* _PAGE EXCERPT_
Effects of a targeted blood management programme on allogeneic blood transfusion in abdominal aortic aneurysm surgery.
Stoneham MD., Von Kier S., Harvey L., Murphy M.
OBJECTIVES: To investigate the impact of a dedicated cell salvage practitioner team on blood loss and allogeneic transfusion in abdominal aortic aneurysm (AAA) surgery. BACKGROUND: Cell salvage reduces allogeneic transfusion in AAA surgery, but is commonly performed by the anaesthetic nurse. At our hospital, a dedicated patient blood management practitioner is present for all elective open AAA repairs. METHODS/MATERIALS: Data were collected on 171 AAA patients operated on at the John Radcliffe Hospital, Oxford over a 3-year period, looking at the Patient Blood Management processes, including: blood loss, cell salvage, near-patient testing (thrombelastography) and transfusion rates of allogeneic blood products. RESULTS: Blood loss ranged from 3-108% of estimated blood volume (EBV) (median 25% = 1500 mL). In seven patients who lost 70-110% of their EBV, none reached the thrombelastography intervention threshold for R time (11 min) or MA (48 mm) despite such massive blood loss. Overall, only 7/171 (4%) patients received intra-operative allogeneic blood, all of whom had a mean baseline haemoglobin concentration < 106 g L-1 (median 98, range 95-105 g L-1 ). In terms of other blood products, only 4/171 (2·3%) received one unit of platelets each intra-operatively. None received FFP or cryoprecipitate. CONCLUSIONS: Such low levels of allogeneic transfusion have not been reported previously. We hypothesise that this is due to the additional blood management contributions of the specialised cell salvage practitioners and collaboration with the rest of the vascular surgical team. These results support the development of pre-operative anaemia clinics. Overall the service runs at a profit to the trust.

* _WORK INSTRUCTION A_
Using the abstract, explain what the authors suggest is behind the low levels of allogeneic transfusion they observed.
* _WORK INSTRUCTION B_
Write out the part of the abstract between "Effects of a" and "L., Murphy M.", inclusive.

* _DATASET RECORDS_

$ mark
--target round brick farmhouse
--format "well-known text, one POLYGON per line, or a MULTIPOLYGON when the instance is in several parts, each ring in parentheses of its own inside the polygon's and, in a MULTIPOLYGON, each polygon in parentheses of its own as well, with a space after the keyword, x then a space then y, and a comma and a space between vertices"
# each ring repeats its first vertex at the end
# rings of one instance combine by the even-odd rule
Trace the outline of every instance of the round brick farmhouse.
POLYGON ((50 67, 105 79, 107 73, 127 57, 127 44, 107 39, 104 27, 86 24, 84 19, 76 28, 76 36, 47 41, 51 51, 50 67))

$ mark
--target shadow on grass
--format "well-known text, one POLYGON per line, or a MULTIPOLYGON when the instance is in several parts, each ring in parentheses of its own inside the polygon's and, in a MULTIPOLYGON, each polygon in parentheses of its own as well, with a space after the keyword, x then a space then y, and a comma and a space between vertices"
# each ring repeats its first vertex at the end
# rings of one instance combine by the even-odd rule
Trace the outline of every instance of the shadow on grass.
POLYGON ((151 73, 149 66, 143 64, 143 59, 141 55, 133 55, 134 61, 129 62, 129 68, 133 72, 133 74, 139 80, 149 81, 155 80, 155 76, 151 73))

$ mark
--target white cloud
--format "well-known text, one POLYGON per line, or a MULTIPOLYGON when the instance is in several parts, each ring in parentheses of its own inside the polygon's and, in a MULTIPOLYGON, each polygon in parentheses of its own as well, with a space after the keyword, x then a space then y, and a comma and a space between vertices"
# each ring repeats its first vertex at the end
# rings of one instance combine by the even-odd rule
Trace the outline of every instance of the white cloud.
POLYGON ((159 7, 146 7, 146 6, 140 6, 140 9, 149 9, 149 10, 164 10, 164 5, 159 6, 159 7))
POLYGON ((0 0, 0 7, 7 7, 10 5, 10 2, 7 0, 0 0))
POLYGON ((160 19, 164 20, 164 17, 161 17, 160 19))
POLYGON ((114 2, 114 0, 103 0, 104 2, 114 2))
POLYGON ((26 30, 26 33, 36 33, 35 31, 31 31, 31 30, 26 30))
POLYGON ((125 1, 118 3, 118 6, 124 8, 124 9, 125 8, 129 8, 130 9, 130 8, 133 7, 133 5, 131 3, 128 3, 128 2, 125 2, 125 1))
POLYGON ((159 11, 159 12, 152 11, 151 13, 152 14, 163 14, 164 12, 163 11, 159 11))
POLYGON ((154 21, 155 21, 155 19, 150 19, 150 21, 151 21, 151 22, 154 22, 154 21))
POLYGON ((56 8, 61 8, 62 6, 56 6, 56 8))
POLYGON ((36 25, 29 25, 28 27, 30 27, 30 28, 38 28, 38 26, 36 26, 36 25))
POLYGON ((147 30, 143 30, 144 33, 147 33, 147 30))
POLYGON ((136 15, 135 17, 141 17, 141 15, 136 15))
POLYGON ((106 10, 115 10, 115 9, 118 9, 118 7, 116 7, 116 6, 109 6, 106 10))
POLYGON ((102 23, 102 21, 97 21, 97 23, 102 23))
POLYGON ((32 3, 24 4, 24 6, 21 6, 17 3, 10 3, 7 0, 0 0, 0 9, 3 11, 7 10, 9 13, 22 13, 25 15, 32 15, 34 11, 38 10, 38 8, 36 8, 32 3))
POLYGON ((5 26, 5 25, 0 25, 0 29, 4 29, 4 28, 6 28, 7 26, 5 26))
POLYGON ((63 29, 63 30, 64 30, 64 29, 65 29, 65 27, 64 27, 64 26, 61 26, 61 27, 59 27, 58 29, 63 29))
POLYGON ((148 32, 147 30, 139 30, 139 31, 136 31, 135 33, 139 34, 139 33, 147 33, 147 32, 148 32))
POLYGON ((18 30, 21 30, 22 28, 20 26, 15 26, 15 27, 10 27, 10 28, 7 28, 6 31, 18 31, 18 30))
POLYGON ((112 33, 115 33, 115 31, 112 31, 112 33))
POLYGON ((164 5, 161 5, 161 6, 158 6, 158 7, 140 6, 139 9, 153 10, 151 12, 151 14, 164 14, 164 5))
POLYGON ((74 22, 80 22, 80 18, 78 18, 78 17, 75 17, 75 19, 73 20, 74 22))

* _EXPECTED ANSWER A_
The authors hypothesize that the low levels are due to the additional blood management contributions of the specialized cell salvage practitioners. They also credit these practitioners' collaboration with the rest of the vascular surgical team.

* _EXPECTED ANSWER B_
Effects of a targeted blood management programme on allogeneic blood transfusion in abdominal aortic aneurysm surgery.
Stoneham MD., Von Kier S., Harvey L., Murphy M.